_Recorded data_
◆ ◆ ◆ ◆ ◆
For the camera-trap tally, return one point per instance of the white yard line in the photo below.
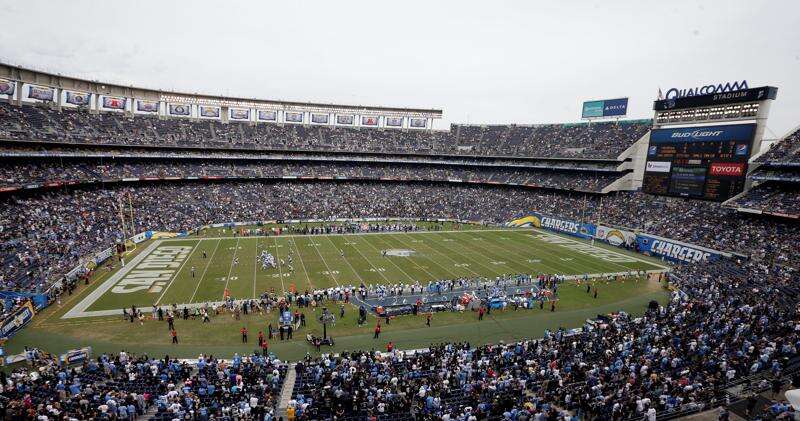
(408, 258)
(366, 233)
(200, 281)
(472, 260)
(330, 272)
(346, 261)
(230, 269)
(300, 257)
(446, 269)
(79, 310)
(277, 263)
(175, 276)
(410, 278)
(632, 256)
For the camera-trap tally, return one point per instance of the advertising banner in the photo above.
(267, 115)
(418, 123)
(17, 320)
(7, 87)
(240, 114)
(43, 94)
(578, 229)
(292, 117)
(615, 236)
(319, 118)
(209, 112)
(180, 109)
(605, 108)
(146, 106)
(78, 98)
(345, 119)
(394, 121)
(674, 251)
(114, 103)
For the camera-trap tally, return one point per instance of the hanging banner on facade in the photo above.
(147, 106)
(42, 94)
(394, 121)
(267, 115)
(180, 109)
(418, 123)
(209, 112)
(7, 87)
(345, 119)
(240, 114)
(319, 118)
(114, 103)
(293, 117)
(78, 98)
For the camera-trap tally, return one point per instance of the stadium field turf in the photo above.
(93, 316)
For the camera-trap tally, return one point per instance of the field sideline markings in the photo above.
(80, 309)
(330, 272)
(452, 272)
(451, 259)
(230, 269)
(345, 259)
(484, 252)
(433, 277)
(300, 258)
(369, 262)
(420, 232)
(589, 259)
(491, 269)
(175, 276)
(277, 263)
(203, 275)
(632, 256)
(410, 278)
(544, 250)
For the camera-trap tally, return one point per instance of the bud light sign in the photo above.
(605, 108)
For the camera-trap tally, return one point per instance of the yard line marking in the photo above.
(372, 233)
(346, 261)
(370, 263)
(433, 277)
(470, 260)
(300, 257)
(203, 275)
(632, 256)
(280, 269)
(490, 243)
(449, 258)
(410, 278)
(175, 276)
(330, 272)
(80, 309)
(230, 270)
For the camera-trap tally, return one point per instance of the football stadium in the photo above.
(348, 211)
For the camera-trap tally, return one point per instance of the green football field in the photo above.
(159, 271)
(200, 270)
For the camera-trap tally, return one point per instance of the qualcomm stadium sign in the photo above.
(719, 88)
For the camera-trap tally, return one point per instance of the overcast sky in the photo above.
(480, 61)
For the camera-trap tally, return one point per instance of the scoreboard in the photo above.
(708, 162)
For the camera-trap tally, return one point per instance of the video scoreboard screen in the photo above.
(701, 162)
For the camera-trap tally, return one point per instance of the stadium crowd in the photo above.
(42, 236)
(22, 173)
(723, 325)
(596, 140)
(125, 387)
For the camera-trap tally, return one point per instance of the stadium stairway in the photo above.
(286, 392)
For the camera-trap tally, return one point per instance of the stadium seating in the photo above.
(596, 140)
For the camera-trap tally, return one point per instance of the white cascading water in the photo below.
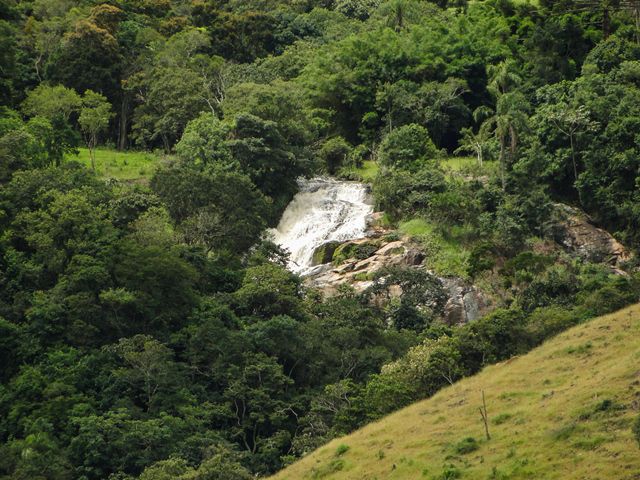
(324, 210)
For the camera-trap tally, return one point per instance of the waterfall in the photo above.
(324, 210)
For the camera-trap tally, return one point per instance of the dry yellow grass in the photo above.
(563, 411)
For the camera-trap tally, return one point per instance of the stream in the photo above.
(324, 210)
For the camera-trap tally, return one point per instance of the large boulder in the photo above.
(466, 302)
(575, 231)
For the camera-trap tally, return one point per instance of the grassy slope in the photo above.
(546, 410)
(127, 166)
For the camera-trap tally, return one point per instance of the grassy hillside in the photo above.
(564, 411)
(126, 166)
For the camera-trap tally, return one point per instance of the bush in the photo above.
(342, 449)
(636, 429)
(481, 259)
(408, 147)
(334, 153)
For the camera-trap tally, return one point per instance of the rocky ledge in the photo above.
(575, 231)
(356, 263)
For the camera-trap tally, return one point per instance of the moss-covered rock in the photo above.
(358, 251)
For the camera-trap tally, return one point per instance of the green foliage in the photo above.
(636, 430)
(407, 148)
(466, 445)
(147, 331)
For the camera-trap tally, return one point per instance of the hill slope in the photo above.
(563, 411)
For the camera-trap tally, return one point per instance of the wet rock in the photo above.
(414, 257)
(393, 248)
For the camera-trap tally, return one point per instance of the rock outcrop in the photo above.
(576, 233)
(465, 302)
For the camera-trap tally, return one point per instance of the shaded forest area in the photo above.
(149, 329)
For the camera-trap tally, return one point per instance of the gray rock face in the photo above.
(575, 232)
(466, 303)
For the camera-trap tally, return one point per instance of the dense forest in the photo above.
(151, 330)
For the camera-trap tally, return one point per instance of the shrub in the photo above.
(334, 153)
(407, 147)
(342, 449)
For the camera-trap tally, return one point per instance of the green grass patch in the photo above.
(469, 166)
(125, 166)
(445, 255)
(366, 173)
(466, 445)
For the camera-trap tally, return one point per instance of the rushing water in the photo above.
(324, 210)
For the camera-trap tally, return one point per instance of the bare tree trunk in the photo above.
(573, 158)
(485, 418)
(606, 23)
(502, 167)
(124, 123)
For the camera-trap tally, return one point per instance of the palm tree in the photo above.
(508, 120)
(476, 143)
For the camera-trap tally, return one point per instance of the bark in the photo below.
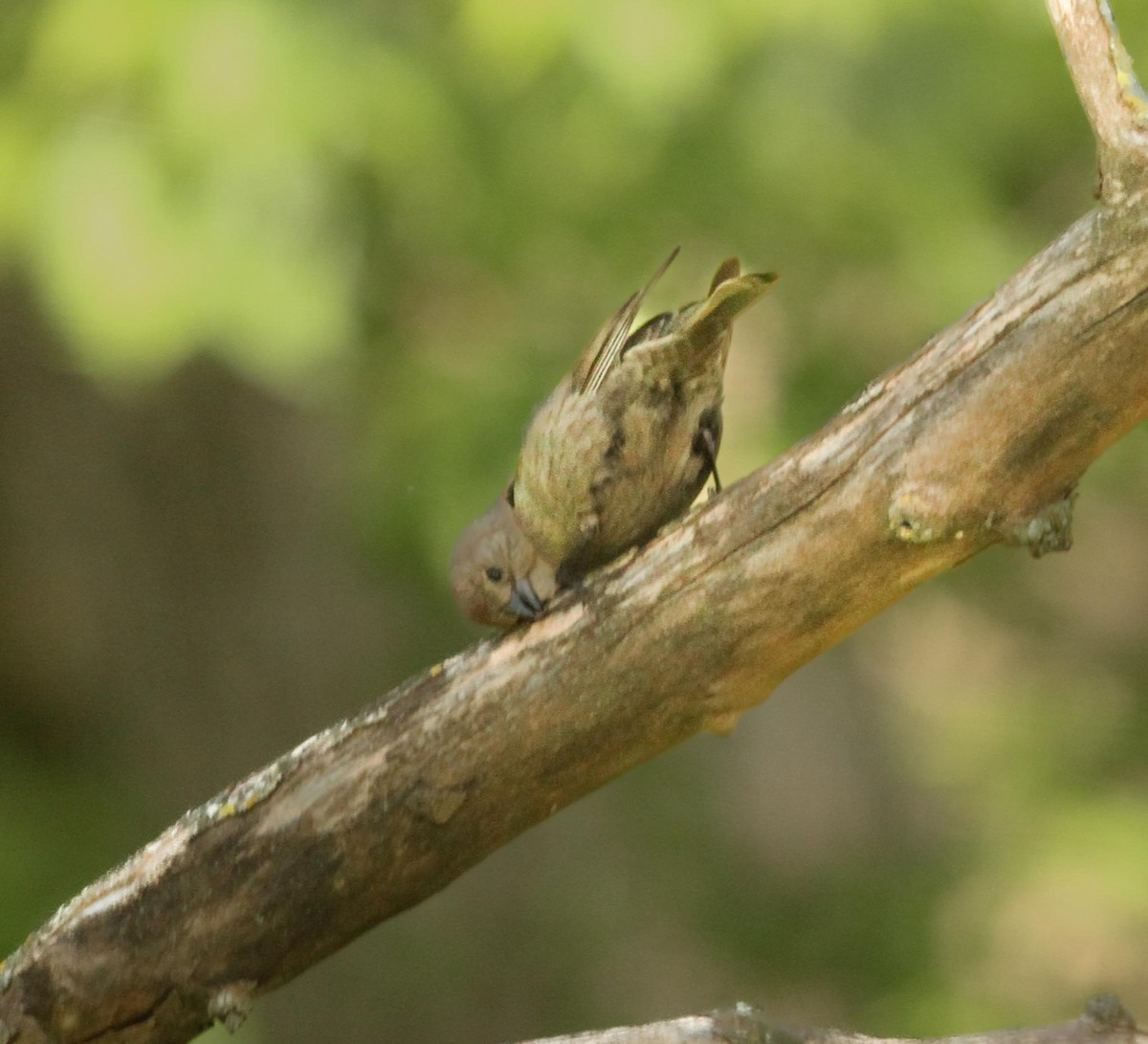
(1105, 1021)
(980, 437)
◆ ◆ ◆ ◆ ◆
_Task prompt_
From the first line to the last, retype the material exactly and exclude the pictures.

_Expected answer_
For the camera-trap tally, return one point per instance of the white yard line in the photo below.
(408, 258)
(366, 233)
(200, 281)
(472, 260)
(330, 272)
(346, 261)
(230, 269)
(300, 257)
(446, 269)
(79, 310)
(277, 263)
(175, 276)
(410, 278)
(632, 256)
For the camera-trap tally, return one point per instance of the advertising banner in the photo above.
(267, 115)
(418, 123)
(17, 320)
(7, 87)
(240, 114)
(43, 94)
(578, 229)
(292, 117)
(615, 236)
(319, 118)
(209, 112)
(180, 109)
(605, 108)
(146, 106)
(78, 98)
(345, 119)
(394, 121)
(674, 251)
(114, 103)
For the camera-trap tally, return one point per instance of the hanging banner on facade in the photo above.
(147, 106)
(42, 94)
(394, 121)
(267, 115)
(180, 109)
(418, 123)
(209, 112)
(7, 87)
(345, 119)
(240, 114)
(319, 118)
(114, 103)
(293, 117)
(78, 98)
For the camera-trap tally, return one point per instance of the stadium field turf in the photo above.
(93, 316)
For the camera-trap tally, return one point per instance of the field sideline markings in the photo above.
(80, 309)
(330, 272)
(452, 272)
(451, 259)
(230, 269)
(345, 259)
(484, 252)
(433, 277)
(300, 258)
(369, 262)
(420, 232)
(589, 259)
(491, 269)
(175, 276)
(277, 263)
(203, 275)
(632, 256)
(410, 278)
(544, 250)
For the camera-trap tally, return one point per instance of the bud light sign in the photo above.
(605, 108)
For the camera-trap tally, return one point per instance of the yard line marking in the photo above.
(372, 233)
(346, 261)
(370, 263)
(433, 277)
(470, 260)
(300, 257)
(203, 275)
(632, 256)
(280, 269)
(490, 243)
(449, 258)
(410, 278)
(175, 276)
(330, 272)
(80, 309)
(230, 270)
For the camera-trap tally, return one point per instance of the football stadium in the photo above.
(348, 211)
For the camera-trap tally, return one point per instance of the green football field in the photo above.
(159, 271)
(200, 270)
For the camera-trap tally, return one point per instance of the qualcomm stadium sign in the photo above.
(719, 88)
For the camera-trap tally, return one point per instance of the overcast sky in the photo above.
(480, 61)
For the camera-trap tally, return one point per instance of the scoreboard in the photo above.
(708, 162)
For the camera-trap tally, return one point per instance of the video scoreboard screen in the photo above.
(701, 162)
For the camera-trap tally, return one point per instance of the stadium crowd in the photo above.
(42, 236)
(22, 173)
(723, 325)
(596, 140)
(125, 387)
For the camera-trap tally, return one point per instance of the stadium stairway in the photo above.
(286, 392)
For the camera-trap tally, return one point per instance of the stadium seating in the photo above.
(596, 140)
For the camera-trap tally, return one point per instance of the white cascading water in the photo below.
(324, 210)
For the camera-trap tally, return one point per instance of the waterfall in the photo above.
(324, 210)
For the camera-trap tally, return one point per instance of the dry yellow grass in the photo above.
(563, 411)
For the camera-trap tally, return one point per instance of the stream in the photo above.
(324, 210)
For the camera-trap tally, return one point per instance of the large boulder in the photo above.
(466, 302)
(575, 231)
For the camera-trap tally, return one point per instance of the grassy slope in the photo above.
(546, 410)
(127, 166)
For the camera-trap tally, return one point per instance of the grassy hillside in the photo above.
(564, 411)
(126, 166)
For the camera-trap tally, return one point per instance of the bush in the photo above.
(342, 449)
(636, 429)
(481, 259)
(408, 147)
(334, 153)
For the camera-trap tally, return one point per instance of the rocky ledge in the photo above.
(575, 231)
(356, 263)
For the camera-trap tally, return one point per instance of the moss-covered rock in the photo above.
(358, 251)
For the camera-trap tally, return one point per instance of the green foliage in the photo above.
(636, 430)
(407, 148)
(466, 445)
(147, 331)
For the camera-trap tally, return one point per instance of the hill slope in the photo above.
(563, 411)
For the camera-trap tally, return one point per instance of the wet rock in the photo above.
(414, 257)
(393, 248)
For the camera-trap tally, return one point per instance of the rock outcrop in the photo above.
(576, 233)
(465, 302)
For the camera-trap tally, return one point per instance of the shaded forest area in the photo above.
(149, 329)
For the camera-trap tally, return one point per instance of the gray rock face in the photo above.
(575, 232)
(466, 303)
For the camera-trap tally, return one point per instance of the dense forest in the photo above.
(151, 330)
For the camera-trap tally, return one point per instance of the shrub in the photo above.
(334, 153)
(407, 147)
(342, 449)
For the camera-trap tally, return one point per instance of the green grass patch in the photo above.
(469, 166)
(125, 166)
(445, 255)
(366, 173)
(466, 445)
For the camera-trap tally, return one point per instance of the rushing water in the photo above.
(324, 210)
For the camera-trap tally, return one point per instance of the bare tree trunk in the photo above.
(573, 158)
(485, 418)
(606, 23)
(502, 167)
(124, 123)
For the camera-trap tally, return one point per instance of the palm tree in the photo above.
(508, 120)
(476, 143)
For the camera-trap tally, return one point per instance of the bark in the photo below.
(1105, 1021)
(980, 437)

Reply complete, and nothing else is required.